Point-per-instance localization data

++++++++

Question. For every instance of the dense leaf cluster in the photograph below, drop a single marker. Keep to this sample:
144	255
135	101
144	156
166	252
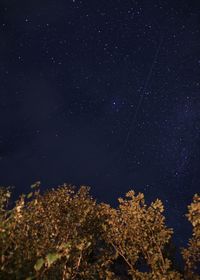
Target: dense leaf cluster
65	234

++++++++

Give every line above again exactly, omitting whatever pictures appear.

• _RESULT FOR THIS EXERCISE_:
Question. For every instance of the dense leaf cluster in the photograph below, drop a single marker. Keep to this sample:
144	255
135	101
144	156
166	252
Target: dense leaf cluster
65	234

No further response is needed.